● Work order
Transcribe exactly every line from the one containing "Locate every instance of the distant jagged" down to the final line of the listing below, including both, and leave out the rest.

● Recorded data
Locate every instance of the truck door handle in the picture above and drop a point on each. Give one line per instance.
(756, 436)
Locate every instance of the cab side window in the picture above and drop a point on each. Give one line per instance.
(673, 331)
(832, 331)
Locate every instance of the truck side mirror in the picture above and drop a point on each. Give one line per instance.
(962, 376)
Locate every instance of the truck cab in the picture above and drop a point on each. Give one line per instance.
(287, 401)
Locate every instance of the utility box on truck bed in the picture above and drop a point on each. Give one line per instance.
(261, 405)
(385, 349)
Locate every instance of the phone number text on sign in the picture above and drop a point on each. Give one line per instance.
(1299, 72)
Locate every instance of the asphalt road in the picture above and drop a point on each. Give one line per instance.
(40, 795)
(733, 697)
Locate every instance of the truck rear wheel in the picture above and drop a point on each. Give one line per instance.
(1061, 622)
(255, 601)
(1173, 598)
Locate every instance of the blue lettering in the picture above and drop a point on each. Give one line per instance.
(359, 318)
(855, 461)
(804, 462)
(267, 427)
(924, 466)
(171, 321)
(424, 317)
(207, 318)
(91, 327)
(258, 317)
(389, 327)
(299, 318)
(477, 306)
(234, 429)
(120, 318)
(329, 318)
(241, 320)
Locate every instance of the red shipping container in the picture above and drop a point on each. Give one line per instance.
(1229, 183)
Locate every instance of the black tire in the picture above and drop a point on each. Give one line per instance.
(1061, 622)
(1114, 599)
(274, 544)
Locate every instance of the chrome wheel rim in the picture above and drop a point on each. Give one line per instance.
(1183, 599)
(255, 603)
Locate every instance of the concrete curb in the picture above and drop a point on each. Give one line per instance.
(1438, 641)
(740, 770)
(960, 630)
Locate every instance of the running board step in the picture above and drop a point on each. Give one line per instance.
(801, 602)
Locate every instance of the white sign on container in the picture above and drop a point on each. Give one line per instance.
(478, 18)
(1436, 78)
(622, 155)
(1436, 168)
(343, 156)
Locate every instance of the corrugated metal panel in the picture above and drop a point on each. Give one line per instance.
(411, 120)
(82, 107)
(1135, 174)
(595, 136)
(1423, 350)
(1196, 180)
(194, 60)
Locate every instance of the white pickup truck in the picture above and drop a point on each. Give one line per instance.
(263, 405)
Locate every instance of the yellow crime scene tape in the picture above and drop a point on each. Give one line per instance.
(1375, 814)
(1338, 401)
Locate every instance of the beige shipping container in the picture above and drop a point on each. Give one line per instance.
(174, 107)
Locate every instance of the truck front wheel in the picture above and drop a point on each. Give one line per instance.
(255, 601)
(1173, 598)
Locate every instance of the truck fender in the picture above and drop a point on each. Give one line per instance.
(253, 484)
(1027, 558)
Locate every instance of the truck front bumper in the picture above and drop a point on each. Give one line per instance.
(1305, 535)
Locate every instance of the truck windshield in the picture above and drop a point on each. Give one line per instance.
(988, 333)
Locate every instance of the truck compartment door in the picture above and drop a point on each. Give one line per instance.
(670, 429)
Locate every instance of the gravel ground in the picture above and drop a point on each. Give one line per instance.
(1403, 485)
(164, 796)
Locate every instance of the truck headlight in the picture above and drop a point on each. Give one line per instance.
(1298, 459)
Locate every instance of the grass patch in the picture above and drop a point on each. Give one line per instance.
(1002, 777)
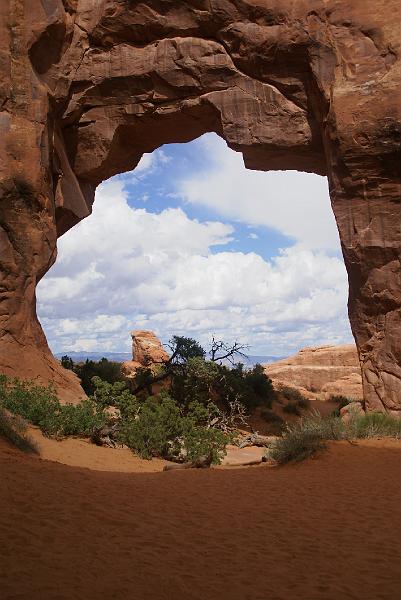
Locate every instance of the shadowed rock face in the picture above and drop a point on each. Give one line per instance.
(87, 86)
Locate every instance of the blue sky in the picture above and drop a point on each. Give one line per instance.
(191, 243)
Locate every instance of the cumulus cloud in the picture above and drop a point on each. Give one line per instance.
(126, 268)
(295, 204)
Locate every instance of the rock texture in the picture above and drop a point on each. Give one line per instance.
(87, 86)
(320, 372)
(147, 351)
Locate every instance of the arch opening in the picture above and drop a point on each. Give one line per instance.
(193, 243)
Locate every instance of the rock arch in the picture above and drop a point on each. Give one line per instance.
(88, 86)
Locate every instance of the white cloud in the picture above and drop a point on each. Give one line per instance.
(126, 268)
(295, 204)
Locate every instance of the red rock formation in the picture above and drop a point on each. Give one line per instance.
(87, 86)
(320, 372)
(147, 351)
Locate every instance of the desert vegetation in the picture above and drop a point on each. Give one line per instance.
(187, 407)
(309, 435)
(195, 413)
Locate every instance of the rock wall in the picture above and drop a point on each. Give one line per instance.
(88, 86)
(321, 372)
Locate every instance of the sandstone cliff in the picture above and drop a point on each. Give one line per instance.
(320, 372)
(88, 86)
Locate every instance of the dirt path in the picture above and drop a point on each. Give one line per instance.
(326, 529)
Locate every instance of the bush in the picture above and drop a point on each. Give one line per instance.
(295, 445)
(341, 401)
(309, 435)
(40, 406)
(107, 370)
(13, 429)
(373, 425)
(161, 429)
(270, 416)
(303, 439)
(291, 394)
(292, 408)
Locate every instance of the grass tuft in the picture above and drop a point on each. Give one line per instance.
(13, 429)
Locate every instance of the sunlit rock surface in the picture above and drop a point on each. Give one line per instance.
(320, 372)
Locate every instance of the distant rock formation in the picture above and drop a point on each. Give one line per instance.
(320, 372)
(147, 351)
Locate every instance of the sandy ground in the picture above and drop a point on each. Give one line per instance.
(325, 529)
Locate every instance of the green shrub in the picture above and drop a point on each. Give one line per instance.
(161, 429)
(290, 394)
(40, 406)
(303, 439)
(303, 403)
(107, 370)
(13, 429)
(270, 416)
(292, 408)
(295, 445)
(373, 425)
(341, 401)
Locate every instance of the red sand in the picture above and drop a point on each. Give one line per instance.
(325, 529)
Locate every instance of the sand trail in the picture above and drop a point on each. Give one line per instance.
(326, 529)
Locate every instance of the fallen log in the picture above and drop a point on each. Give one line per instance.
(203, 462)
(254, 439)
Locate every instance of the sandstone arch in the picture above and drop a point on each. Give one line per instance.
(89, 85)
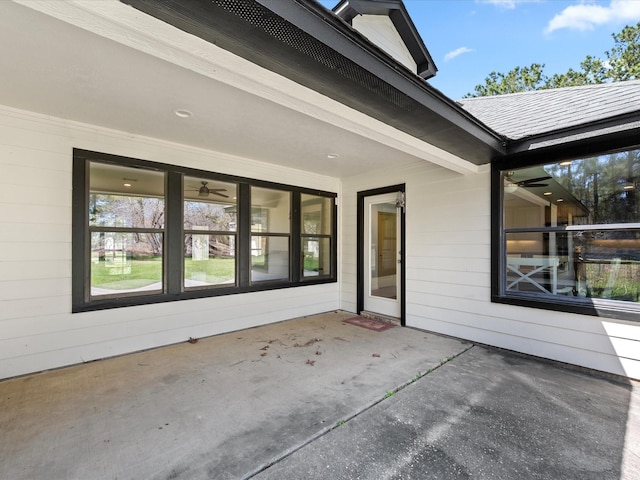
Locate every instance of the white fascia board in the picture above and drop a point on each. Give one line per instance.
(124, 24)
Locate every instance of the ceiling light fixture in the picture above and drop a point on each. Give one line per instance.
(510, 187)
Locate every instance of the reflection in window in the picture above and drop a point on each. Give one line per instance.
(317, 224)
(572, 228)
(126, 222)
(270, 227)
(210, 207)
(146, 232)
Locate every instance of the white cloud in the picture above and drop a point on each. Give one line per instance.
(458, 51)
(587, 16)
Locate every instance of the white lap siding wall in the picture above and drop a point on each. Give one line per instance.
(37, 329)
(448, 275)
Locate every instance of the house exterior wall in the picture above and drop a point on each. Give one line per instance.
(380, 30)
(37, 329)
(448, 275)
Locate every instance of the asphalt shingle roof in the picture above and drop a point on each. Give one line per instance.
(520, 115)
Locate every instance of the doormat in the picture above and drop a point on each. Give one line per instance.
(370, 323)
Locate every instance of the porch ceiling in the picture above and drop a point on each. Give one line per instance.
(107, 64)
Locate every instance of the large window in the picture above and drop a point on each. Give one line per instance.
(145, 233)
(570, 233)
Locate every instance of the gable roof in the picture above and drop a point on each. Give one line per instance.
(518, 116)
(396, 11)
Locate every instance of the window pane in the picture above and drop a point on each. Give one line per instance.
(209, 205)
(125, 197)
(126, 263)
(593, 264)
(316, 215)
(590, 191)
(209, 260)
(317, 257)
(269, 258)
(270, 210)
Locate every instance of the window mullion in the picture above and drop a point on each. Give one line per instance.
(244, 235)
(174, 258)
(296, 240)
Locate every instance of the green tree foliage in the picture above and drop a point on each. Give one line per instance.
(622, 63)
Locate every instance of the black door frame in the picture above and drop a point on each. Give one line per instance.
(360, 239)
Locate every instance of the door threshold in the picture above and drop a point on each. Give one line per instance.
(381, 317)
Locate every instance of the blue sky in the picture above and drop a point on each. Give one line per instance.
(468, 39)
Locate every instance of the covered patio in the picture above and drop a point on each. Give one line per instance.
(319, 397)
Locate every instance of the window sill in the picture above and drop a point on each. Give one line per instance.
(594, 307)
(135, 300)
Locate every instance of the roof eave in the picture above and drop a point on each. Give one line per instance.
(614, 132)
(401, 19)
(305, 42)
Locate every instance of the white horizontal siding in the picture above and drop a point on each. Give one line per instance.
(37, 329)
(448, 268)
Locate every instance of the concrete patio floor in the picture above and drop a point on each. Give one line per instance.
(318, 398)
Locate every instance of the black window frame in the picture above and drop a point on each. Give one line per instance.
(613, 309)
(173, 252)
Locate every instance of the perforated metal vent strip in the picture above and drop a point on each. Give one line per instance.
(295, 38)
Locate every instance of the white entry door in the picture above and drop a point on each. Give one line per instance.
(382, 255)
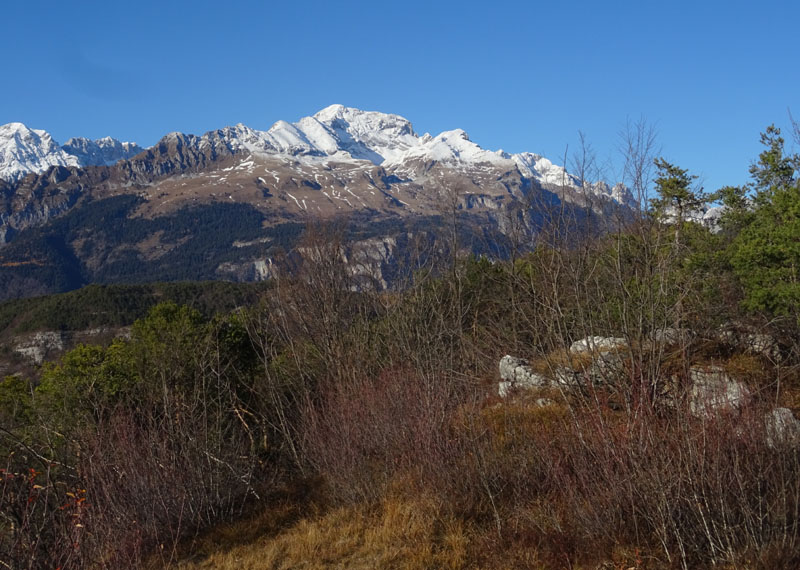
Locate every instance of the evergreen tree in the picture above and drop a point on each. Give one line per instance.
(766, 253)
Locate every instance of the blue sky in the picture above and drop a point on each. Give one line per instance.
(522, 76)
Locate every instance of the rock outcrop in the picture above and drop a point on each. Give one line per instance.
(516, 374)
(712, 390)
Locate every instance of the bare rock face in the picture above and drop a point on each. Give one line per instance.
(597, 344)
(516, 374)
(712, 390)
(672, 335)
(38, 346)
(751, 342)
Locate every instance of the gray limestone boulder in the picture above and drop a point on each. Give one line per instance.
(597, 344)
(712, 390)
(516, 374)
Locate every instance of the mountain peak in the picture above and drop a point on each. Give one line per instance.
(24, 150)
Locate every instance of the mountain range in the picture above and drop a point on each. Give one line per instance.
(217, 205)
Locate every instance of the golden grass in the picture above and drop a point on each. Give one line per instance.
(399, 533)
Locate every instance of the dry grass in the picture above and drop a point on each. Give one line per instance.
(399, 533)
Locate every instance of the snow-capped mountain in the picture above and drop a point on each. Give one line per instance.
(24, 150)
(347, 135)
(222, 204)
(105, 151)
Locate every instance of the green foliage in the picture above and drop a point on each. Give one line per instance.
(766, 252)
(86, 386)
(120, 305)
(674, 186)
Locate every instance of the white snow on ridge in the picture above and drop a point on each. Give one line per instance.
(24, 150)
(336, 133)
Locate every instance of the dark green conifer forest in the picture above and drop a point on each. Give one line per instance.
(238, 424)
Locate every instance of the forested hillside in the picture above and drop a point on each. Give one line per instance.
(645, 419)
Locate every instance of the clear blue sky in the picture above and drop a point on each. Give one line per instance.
(515, 75)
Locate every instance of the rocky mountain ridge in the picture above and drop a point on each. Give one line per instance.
(24, 151)
(182, 208)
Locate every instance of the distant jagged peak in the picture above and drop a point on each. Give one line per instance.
(103, 151)
(24, 150)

● Output of the task
Locate every instance of the distant jagged peak in the picture above and drop a point on each. Give one line per instance.
(103, 151)
(24, 150)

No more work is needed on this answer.